___ Extracted records ___

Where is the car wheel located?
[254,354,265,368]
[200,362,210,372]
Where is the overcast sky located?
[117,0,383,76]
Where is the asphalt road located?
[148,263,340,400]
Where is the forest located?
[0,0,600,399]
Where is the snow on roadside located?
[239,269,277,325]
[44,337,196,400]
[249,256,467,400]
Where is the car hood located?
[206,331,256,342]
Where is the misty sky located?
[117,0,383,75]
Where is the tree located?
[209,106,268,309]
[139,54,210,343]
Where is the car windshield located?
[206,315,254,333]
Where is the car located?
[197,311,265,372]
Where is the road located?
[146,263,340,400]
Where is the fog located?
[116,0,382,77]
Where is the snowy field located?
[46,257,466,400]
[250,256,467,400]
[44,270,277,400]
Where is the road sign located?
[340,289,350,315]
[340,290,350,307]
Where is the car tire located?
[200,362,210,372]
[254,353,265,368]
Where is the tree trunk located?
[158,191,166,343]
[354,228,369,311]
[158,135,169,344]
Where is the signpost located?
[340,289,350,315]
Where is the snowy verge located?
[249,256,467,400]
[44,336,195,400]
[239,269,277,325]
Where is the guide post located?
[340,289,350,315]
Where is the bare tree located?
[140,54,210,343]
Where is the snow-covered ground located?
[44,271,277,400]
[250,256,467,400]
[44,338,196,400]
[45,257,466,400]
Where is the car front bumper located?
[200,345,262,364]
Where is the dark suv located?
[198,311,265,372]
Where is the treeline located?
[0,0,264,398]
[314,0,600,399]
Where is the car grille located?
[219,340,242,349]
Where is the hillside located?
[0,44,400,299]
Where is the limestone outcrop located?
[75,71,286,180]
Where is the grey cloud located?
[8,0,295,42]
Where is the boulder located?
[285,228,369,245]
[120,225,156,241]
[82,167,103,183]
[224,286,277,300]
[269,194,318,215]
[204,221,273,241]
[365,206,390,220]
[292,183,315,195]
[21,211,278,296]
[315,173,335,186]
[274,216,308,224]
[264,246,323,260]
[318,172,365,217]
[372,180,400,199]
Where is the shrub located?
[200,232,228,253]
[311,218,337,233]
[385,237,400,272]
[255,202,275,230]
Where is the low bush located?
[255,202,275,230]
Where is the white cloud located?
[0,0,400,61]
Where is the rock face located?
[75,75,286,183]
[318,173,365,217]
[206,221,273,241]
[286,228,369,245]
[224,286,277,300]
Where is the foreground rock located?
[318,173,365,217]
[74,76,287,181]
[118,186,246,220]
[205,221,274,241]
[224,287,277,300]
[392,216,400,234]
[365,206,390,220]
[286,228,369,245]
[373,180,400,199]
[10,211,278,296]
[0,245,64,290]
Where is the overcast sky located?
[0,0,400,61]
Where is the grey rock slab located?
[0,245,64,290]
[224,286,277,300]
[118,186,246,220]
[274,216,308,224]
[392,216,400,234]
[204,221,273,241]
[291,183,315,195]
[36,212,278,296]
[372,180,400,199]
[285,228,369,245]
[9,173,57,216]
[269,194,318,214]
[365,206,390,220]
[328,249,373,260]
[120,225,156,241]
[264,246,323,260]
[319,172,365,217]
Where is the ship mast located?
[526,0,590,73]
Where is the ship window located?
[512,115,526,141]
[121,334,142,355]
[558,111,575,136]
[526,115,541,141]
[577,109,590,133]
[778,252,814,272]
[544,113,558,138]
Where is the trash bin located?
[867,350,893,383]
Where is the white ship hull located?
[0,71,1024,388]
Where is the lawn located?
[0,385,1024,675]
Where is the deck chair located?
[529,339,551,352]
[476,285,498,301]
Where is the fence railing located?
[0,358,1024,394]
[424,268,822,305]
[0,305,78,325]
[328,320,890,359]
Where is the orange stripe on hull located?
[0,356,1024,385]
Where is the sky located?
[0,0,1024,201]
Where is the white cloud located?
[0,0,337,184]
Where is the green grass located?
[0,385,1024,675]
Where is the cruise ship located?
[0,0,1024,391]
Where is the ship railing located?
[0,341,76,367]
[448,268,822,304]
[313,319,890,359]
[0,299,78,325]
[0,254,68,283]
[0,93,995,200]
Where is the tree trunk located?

___

■ Instructions for the task
Write out the records again, changing every "deck chair" to "lounge chair" and leaving all other text as it stands.

■ Solution
Where is the car wheel located?
[254,354,265,368]
[200,362,210,372]
Where is the overcast sky located?
[117,0,383,76]
Where is the asphalt road located?
[148,263,340,400]
Where is the forest located?
[0,0,600,399]
Where is the snow on roadside located?
[239,269,277,325]
[44,337,196,400]
[249,256,467,400]
Where is the car hood located?
[206,331,256,342]
Where is the misty sky located?
[117,0,383,75]
Where is the tree located?
[209,106,268,309]
[139,54,210,343]
Where is the car windshield located?
[206,315,254,333]
Where is the car located?
[197,311,265,372]
Where is the road located?
[146,263,340,400]
Where is the fog located?
[116,0,382,77]
Where is the snowy field located?
[46,257,466,400]
[250,256,467,400]
[44,270,277,400]
Where is the road sign located?
[340,289,350,315]
[340,290,350,307]
Where is the car tire located?
[200,362,210,372]
[254,353,265,368]
Where is the tree trunk located?
[158,191,166,343]
[354,228,369,311]
[158,135,169,344]
Where is the signpost located?
[340,289,350,315]
Where is the snowy verge located?
[249,256,467,400]
[44,336,195,400]
[239,269,277,325]
Where is the guide post located?
[340,289,350,315]
Where is the bare tree located?
[140,54,210,343]
Where is the snow-covered ground located?
[44,271,277,400]
[250,256,467,400]
[44,338,196,400]
[45,257,466,400]
Where is the car front bumper located?
[200,345,262,364]
Where is the dark suv located?
[198,311,265,372]
Where is the treeline located?
[0,0,264,398]
[314,0,600,399]
Where is the car grille located?
[219,340,242,349]
Where is the hillside located?
[0,44,400,299]
Where is the limestone outcrop located?
[75,71,286,180]
Where is the grey cloud located?
[8,0,295,42]
Where is the boulder located?
[285,228,369,245]
[120,225,156,241]
[82,167,103,183]
[224,286,277,300]
[269,194,318,215]
[204,221,273,241]
[365,206,390,220]
[292,183,315,195]
[21,211,278,296]
[315,173,335,186]
[274,216,308,224]
[264,246,323,260]
[318,172,365,217]
[372,180,400,199]
Where is the shrub located?
[200,232,228,253]
[311,218,337,233]
[385,237,400,272]
[255,202,275,230]
Where is the low bush located?
[255,202,275,230]
Where is the white cloud located?
[0,0,400,61]
Where is the rock face located?
[75,75,286,183]
[318,173,365,217]
[206,221,273,241]
[286,228,369,245]
[224,286,277,300]
Where is the foreground rock located?
[318,173,365,217]
[74,76,287,181]
[118,186,246,220]
[205,221,274,241]
[224,287,277,300]
[392,216,400,234]
[365,206,390,220]
[286,228,369,245]
[373,180,400,199]
[10,211,278,296]
[0,245,64,290]
Where is the overcast sky located?
[0,0,400,61]
Where is the grey rock slab located?
[0,245,64,290]
[224,286,277,300]
[118,186,246,220]
[274,216,308,224]
[392,216,400,234]
[204,221,273,241]
[291,183,315,195]
[36,212,278,296]
[372,180,400,199]
[285,228,369,245]
[9,173,57,216]
[269,194,318,214]
[365,206,390,220]
[328,249,373,260]
[120,225,156,241]
[264,246,323,260]
[319,172,365,217]
Where is the ship mast located?
[526,0,590,73]
Where is the ship window located?
[512,115,526,141]
[121,334,142,355]
[558,111,575,136]
[526,115,541,141]
[577,109,590,133]
[778,252,814,272]
[544,113,558,138]
Where is the trash bin located?
[867,350,893,383]
Where is the white ship hull located?
[0,71,1024,388]
Where is the lawn located?
[0,385,1024,675]
Where is the lounge chair located?
[529,339,551,352]
[476,285,498,301]
Where is the fence railing located?
[0,358,1024,394]
[424,268,822,305]
[0,305,78,325]
[328,320,890,359]
Where is the orange stripe on hull located?
[0,356,1024,385]
Where is the sky located?
[0,0,1024,201]
Where is the white cloud located?
[0,0,337,184]
Where is the green grass located?
[0,385,1024,675]
Where is the cruise ship located?
[0,0,1024,391]
Where is the ship railing located?
[0,341,76,367]
[448,268,822,304]
[313,319,890,359]
[0,299,78,325]
[0,254,68,283]
[0,93,995,200]
Where is the tree trunk located?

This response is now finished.